Directions for this task:
Please turn the lines below into a numbered list, dropping any blank lines and leaving the pictures out.

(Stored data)
--*--

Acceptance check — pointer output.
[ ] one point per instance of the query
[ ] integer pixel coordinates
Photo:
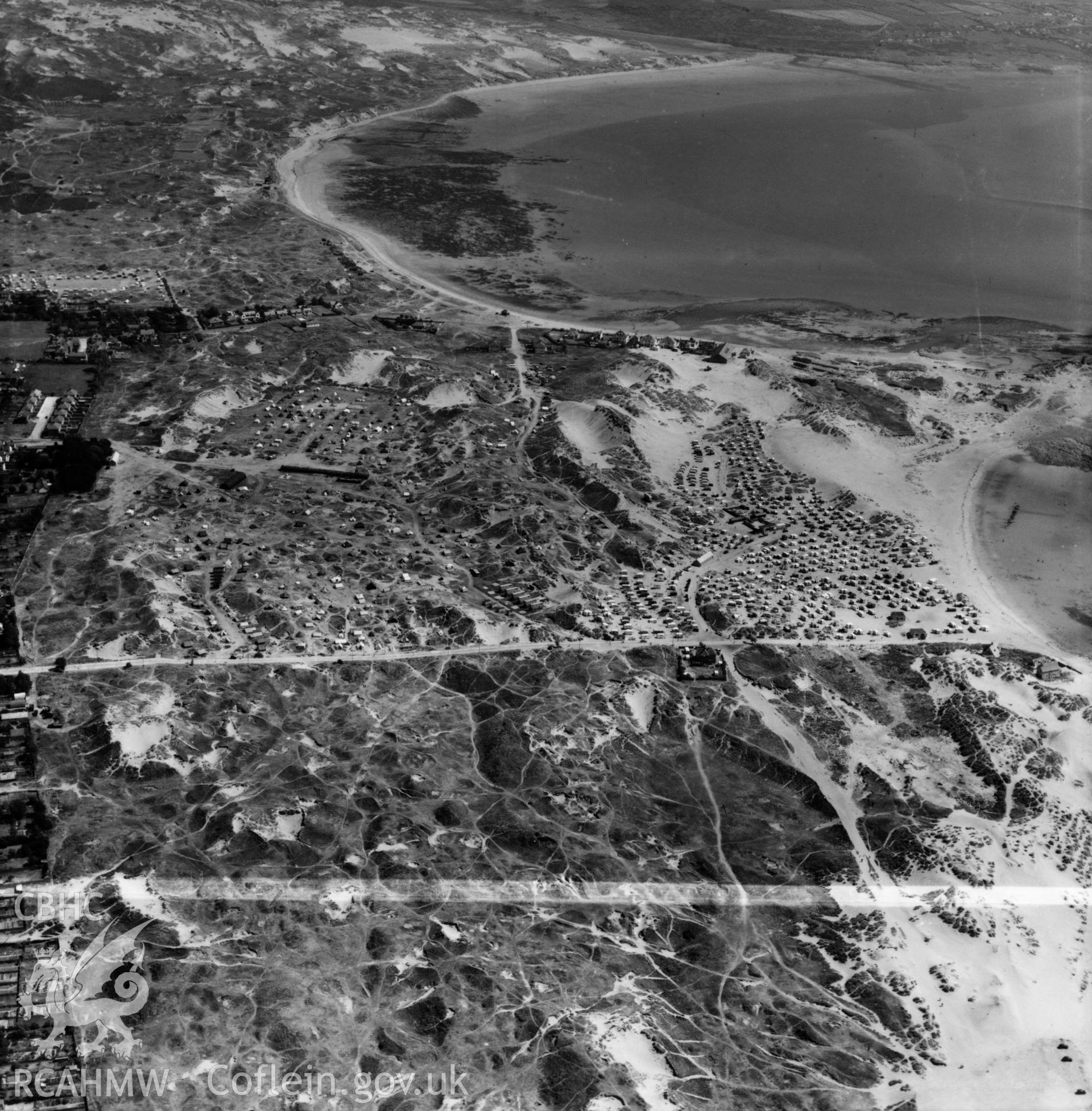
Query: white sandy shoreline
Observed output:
(956, 482)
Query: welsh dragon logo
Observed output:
(69, 990)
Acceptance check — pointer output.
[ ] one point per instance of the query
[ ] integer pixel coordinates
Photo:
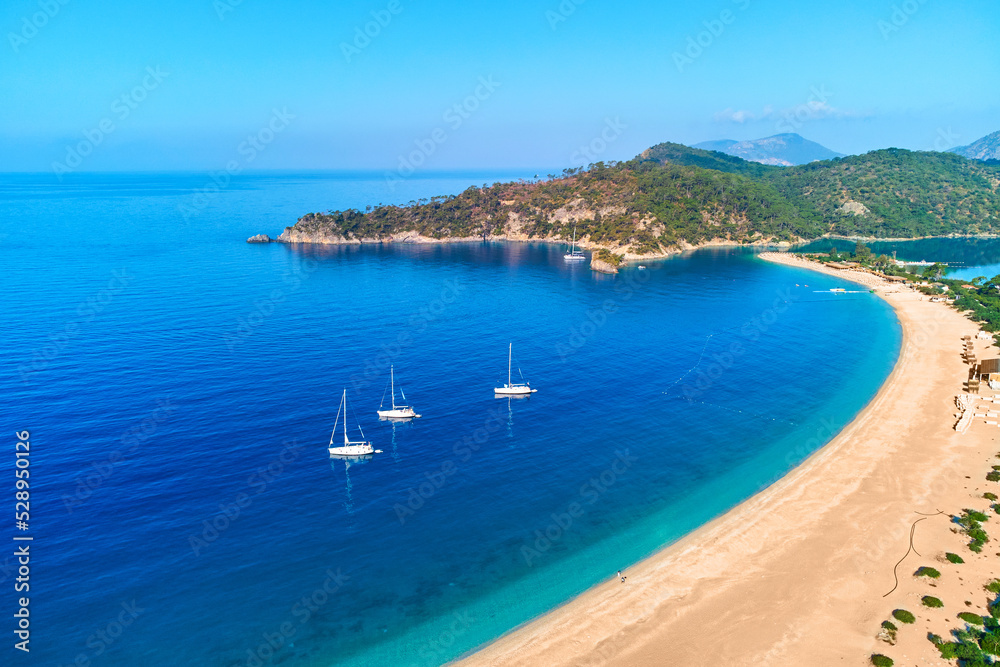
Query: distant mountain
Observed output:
(672, 197)
(987, 148)
(783, 150)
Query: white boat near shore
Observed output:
(350, 448)
(513, 388)
(574, 254)
(397, 411)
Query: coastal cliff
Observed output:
(672, 198)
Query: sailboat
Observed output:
(397, 411)
(511, 388)
(574, 252)
(350, 448)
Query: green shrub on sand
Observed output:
(970, 618)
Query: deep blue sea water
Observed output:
(180, 386)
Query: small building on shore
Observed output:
(989, 372)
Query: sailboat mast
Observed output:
(345, 417)
(510, 352)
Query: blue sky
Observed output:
(851, 75)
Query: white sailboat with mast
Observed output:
(513, 388)
(574, 252)
(397, 411)
(350, 448)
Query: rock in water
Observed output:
(602, 266)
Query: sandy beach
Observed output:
(801, 573)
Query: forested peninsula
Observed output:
(672, 197)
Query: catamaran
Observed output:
(574, 252)
(351, 447)
(511, 388)
(397, 411)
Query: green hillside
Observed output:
(672, 194)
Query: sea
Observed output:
(179, 387)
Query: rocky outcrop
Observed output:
(854, 208)
(601, 266)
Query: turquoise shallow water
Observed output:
(180, 386)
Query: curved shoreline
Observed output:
(796, 574)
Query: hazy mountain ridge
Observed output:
(672, 197)
(987, 148)
(783, 150)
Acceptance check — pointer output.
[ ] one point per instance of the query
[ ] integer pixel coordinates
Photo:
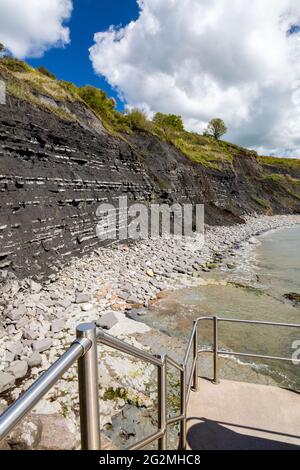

--*--

Complete output:
1. Acceptance check — pointer output.
2. [ ] one point per instance of the query
3. [ ] integer pixel coordinates
4. Photo:
5. Query: white sandy shoreline
6. Observed output:
7. (956, 482)
8. Query: welsh dragon logo
9. Observed output:
10. (69, 990)
11. Acceptance check — pointer output.
12. [ ] one point per instance of the query
13. [ ] integer pixel coordinates
14. Photo:
15. Query: distant mountain
16. Observed output:
17. (672, 197)
18. (987, 148)
19. (783, 150)
20. Query: white boat near shore
21. Observed output:
22. (350, 448)
23. (513, 388)
24. (574, 254)
25. (397, 411)
26. Query: coastal cliff
27. Observed output:
28. (672, 198)
29. Query: sailboat
30. Observed output:
31. (397, 411)
32. (511, 388)
33. (574, 252)
34. (350, 448)
35. Query: green shrub on sand
36. Observed output:
37. (970, 618)
38. Query: deep blue sea water
39. Observed output:
40. (180, 386)
41. Query: small building on shore
42. Observed output:
43. (989, 372)
44. Query: sailboat mast
45. Observed output:
46. (345, 417)
47. (510, 352)
48. Query: blue sky
49. Observed output:
50. (851, 75)
51. Query: white sailboat with mast
52. Observed output:
53. (513, 388)
54. (574, 252)
55. (397, 411)
56. (350, 448)
57. Query: rock in water
58. Observed output:
59. (602, 266)
60. Query: sandy beach
61. Observed output:
62. (801, 573)
63. Query: forested peninsula
64. Observed output:
65. (672, 197)
66. Query: catamaran
67. Observed output:
68. (574, 252)
69. (351, 447)
70. (511, 388)
71. (397, 411)
72. Query: green hillside
73. Observed output:
74. (672, 194)
75. Query: sea
76. Observed output:
77. (179, 387)
78. Query: rocky outcrop
79. Observed output:
80. (854, 208)
81. (601, 266)
82. Query: turquoise shallow water
83. Observed output:
84. (180, 386)
85. Query: curved shoreline
86. Observed output:
87. (796, 574)
88. Query: hazy mountain ridge
89. Observed output:
90. (672, 197)
91. (987, 148)
92. (783, 150)
93. Acceptance check — pointer output.
94. [ ] one point per instance of the query
95. [ ] integer pixel coordinates
96. Photo:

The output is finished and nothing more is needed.